### OBJECTIVE
Below is a listing; copy all of it exactly.

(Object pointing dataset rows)
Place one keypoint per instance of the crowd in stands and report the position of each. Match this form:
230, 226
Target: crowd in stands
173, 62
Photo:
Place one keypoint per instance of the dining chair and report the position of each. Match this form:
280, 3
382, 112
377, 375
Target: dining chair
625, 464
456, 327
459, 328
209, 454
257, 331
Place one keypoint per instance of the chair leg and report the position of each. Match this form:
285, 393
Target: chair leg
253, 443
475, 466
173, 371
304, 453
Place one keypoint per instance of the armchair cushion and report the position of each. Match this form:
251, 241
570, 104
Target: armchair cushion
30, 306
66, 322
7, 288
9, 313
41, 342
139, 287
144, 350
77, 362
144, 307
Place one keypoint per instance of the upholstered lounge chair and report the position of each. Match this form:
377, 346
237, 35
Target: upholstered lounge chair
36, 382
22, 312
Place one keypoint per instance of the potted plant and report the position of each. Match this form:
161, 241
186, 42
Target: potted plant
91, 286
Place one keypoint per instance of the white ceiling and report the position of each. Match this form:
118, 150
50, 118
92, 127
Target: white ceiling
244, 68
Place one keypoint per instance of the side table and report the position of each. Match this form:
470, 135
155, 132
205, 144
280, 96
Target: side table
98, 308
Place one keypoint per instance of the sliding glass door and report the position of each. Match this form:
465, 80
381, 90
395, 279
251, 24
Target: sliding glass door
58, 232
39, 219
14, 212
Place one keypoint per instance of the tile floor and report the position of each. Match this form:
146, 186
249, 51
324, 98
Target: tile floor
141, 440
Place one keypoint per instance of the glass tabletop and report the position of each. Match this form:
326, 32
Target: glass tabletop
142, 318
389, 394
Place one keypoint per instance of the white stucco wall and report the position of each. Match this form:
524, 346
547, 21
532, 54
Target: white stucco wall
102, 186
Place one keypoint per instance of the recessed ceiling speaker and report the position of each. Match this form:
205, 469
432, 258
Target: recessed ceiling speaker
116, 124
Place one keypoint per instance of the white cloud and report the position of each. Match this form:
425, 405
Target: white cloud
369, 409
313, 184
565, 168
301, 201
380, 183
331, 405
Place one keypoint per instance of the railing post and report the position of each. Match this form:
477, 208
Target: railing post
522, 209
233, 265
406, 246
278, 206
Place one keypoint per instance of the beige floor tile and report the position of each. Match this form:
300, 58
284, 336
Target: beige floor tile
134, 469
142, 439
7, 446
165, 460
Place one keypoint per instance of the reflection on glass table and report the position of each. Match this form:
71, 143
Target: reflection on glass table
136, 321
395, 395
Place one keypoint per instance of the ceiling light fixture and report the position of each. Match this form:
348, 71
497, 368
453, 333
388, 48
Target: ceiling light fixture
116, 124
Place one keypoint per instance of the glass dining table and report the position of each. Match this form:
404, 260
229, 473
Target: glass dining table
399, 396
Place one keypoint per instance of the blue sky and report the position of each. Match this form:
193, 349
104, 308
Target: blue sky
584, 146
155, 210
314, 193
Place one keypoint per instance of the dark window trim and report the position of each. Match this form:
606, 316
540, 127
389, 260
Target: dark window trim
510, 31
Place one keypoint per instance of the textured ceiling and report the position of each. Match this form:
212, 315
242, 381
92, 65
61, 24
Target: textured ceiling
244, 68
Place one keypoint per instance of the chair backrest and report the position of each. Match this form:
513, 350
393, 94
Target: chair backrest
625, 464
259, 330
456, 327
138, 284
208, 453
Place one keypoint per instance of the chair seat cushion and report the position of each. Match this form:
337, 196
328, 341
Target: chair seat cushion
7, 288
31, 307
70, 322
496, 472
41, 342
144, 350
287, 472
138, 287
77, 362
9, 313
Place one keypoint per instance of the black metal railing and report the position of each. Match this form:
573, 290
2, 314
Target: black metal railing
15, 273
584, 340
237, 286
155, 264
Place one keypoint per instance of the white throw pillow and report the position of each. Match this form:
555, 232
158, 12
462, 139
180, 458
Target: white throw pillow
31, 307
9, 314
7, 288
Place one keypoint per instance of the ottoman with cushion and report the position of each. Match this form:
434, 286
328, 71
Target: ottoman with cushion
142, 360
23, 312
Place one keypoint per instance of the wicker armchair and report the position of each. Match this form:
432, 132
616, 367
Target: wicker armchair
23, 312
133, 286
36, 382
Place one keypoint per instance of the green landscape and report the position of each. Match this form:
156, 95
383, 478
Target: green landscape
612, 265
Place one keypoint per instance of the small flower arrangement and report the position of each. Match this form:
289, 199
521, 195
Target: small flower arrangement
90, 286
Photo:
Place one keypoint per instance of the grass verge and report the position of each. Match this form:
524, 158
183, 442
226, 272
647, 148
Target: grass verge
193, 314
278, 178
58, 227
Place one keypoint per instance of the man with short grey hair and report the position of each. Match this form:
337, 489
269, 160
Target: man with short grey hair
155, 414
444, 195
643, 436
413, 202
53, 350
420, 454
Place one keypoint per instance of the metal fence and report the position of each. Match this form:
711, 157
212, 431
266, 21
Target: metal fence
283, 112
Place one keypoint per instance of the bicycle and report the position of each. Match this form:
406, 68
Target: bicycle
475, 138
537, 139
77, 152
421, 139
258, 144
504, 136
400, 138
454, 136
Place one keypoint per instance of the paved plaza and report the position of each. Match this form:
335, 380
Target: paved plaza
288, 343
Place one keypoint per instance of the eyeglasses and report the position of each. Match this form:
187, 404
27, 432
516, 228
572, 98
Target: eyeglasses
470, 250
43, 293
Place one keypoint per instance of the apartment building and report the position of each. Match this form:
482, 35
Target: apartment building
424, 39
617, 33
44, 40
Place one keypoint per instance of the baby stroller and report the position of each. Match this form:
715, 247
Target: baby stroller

### WRITTEN RESPONSE
Place one keypoint per instance of the crowd in stands and report the position of each. Match this form:
230, 226
Target: crowd in stands
173, 62
Photo:
Place one keypoint per instance of the dining chair and report the position of each. Match this form:
280, 3
382, 112
377, 375
Target: dining chair
625, 464
456, 327
459, 328
209, 454
257, 331
Place one keypoint per instance of the chair leg and report the position of each. Match this form:
285, 393
Target: chair leg
253, 443
475, 466
173, 371
304, 453
Place one keypoint per instance of the armchair cushion and report the position of each. Match this form:
251, 241
570, 104
Target: armchair cushion
30, 306
66, 322
7, 288
9, 313
41, 342
139, 287
144, 350
77, 362
144, 307
Place one keypoint per instance of the upholstered lounge chair and report the position of each. Match this form:
377, 346
237, 35
Target: upholstered lounge chair
36, 382
22, 312
Place one keypoint per instance of the potted plant and report the position of each. Match this form:
161, 241
186, 42
Target: potted plant
91, 286
Place one keypoint per instance of the white ceiling and report the position of each. Match this form:
118, 150
50, 118
92, 127
Target: white ceiling
244, 68
Place one keypoint per instance of the side table and report the position of each. Match this form:
470, 135
155, 132
205, 144
280, 96
Target: side table
98, 308
Place one keypoint per instance of the sliding glass door and report the position of each. Match this form:
465, 80
381, 90
395, 279
251, 24
Target: sliding glass door
58, 232
39, 219
14, 212
Place one keypoint per instance of the tile floor and report the position of each. Match this form:
146, 186
249, 51
324, 98
Target: tile floor
141, 440
Place one keypoint per instance of the glass tabletop and report the position of each. Match this form:
326, 32
Target: glass tabletop
142, 318
389, 394
Place one keypoint per instance of the white stucco wall and report the position of each. Match this form:
524, 346
547, 21
532, 54
Target: white stucco wall
102, 186
Place one keypoint per instance of the recessed ceiling speaker and report the position of each. Match this form:
205, 469
432, 258
Target: recessed ceiling speaker
116, 124
Place one keypoint per instance of the white cloud and report the position of each. Match this form:
425, 405
Target: white cloud
369, 409
313, 184
565, 168
301, 201
380, 183
331, 405
Place one keypoint per instance of the railing post and report the position of each. Match this form:
477, 208
Target: railing post
522, 209
233, 265
406, 246
278, 206
Place one keypoint per instance of the beige floor tile and report the position of each. Match this form:
300, 58
284, 336
Target: beige floor tile
134, 469
142, 439
7, 446
165, 460
Place one keypoint per instance of the reflection on glass table and report the position of each. Match this form:
71, 143
Target: reflection on glass table
136, 321
395, 395
Place one keypoint per instance of the ceiling light fixture and report the position of each. Match this form:
348, 71
497, 368
453, 333
388, 48
Target: ceiling light fixture
116, 124
Place one keypoint per instance of the glass dining table and report the position of each. Match this form:
404, 260
229, 473
Target: glass dining table
399, 396
Place one keypoint per instance of the blue sky and report the position of each. Match this form:
193, 349
104, 308
Target: blue sky
584, 146
155, 210
314, 193
Place one keypoint per instance of the dark window trim and report the position of each. Match this form:
606, 316
540, 127
389, 260
Target: dark window trim
510, 31
Place one keypoint per instance of the textured ceiling and report the position of each. Match this form:
212, 315
242, 381
92, 65
61, 24
Target: textured ceiling
244, 68
Place one keypoint per instance of the chair backrest and report the position of each. Match this form:
513, 350
393, 94
Target: chair backrest
625, 464
259, 330
456, 327
138, 284
208, 453
Place one keypoint per instance of the chair seat cushion and report the position of each. Match this form:
337, 196
328, 341
Target: chair seat cushion
7, 288
31, 307
70, 322
496, 472
41, 342
144, 350
287, 472
138, 287
77, 362
9, 313
Place one keypoint per instance of the black metal railing and report the position of each. Match this form:
573, 290
2, 314
Target: black metal railing
15, 273
584, 340
237, 286
155, 264
Place one keypoint per instance of the white throw pillow and report the position of each. Match this form:
555, 232
158, 12
462, 139
180, 458
Target: white throw pillow
31, 307
9, 314
7, 288
Place one keypoint per instance of the ottoman with cushion and report the position of each. Match this form:
434, 286
328, 71
Target: ottoman with cushion
142, 360
23, 312
Place one keypoint per instance of the wicker armchair and report the position of each. Match this form:
432, 132
616, 367
Target: wicker armchair
23, 312
133, 286
36, 382
Place one keypoint per instance of the green landscape and report the position of each. Match this form:
156, 95
383, 478
Target: green landscape
612, 265
Place one keypoint per instance of the small flower arrangement and report the position of each. Match this form:
289, 199
521, 195
Target: small flower arrangement
90, 286
Photo:
Place one keypoint per instance of the grass verge and report the position of each. Match this form:
524, 158
183, 442
226, 272
647, 148
Target: grass verge
193, 314
278, 178
58, 227
Place one keypoint per instance of the man with short grey hair and report the position of each. Match this form:
337, 489
269, 160
Target: man with short grey hair
155, 414
444, 195
643, 436
413, 202
53, 350
420, 454
Place one keypoint per instance of the metal fence and report the position of each. Match this form:
711, 157
212, 431
266, 21
Target: metal fence
283, 112
Place one keypoint per instance of the bicycle and report the position of each. Match this form:
406, 68
Target: bicycle
475, 138
537, 139
77, 152
421, 139
258, 144
504, 136
400, 138
454, 136
Place one keypoint per instance of the paved plaza and report the position of each. Match this form:
335, 380
Target: paved plaza
288, 343
Place one keypoint per instance of the eyeglasses and report the position of each. Match this form:
187, 404
27, 432
516, 228
572, 98
Target: eyeglasses
470, 250
43, 293
Place one keypoint per instance of the apartment building and report the position of each. Match this form:
482, 35
Target: apartment building
424, 39
617, 33
44, 40
Place one keypoint per instance of the baby stroller and report the position of each. Match this form:
715, 247
Target: baby stroller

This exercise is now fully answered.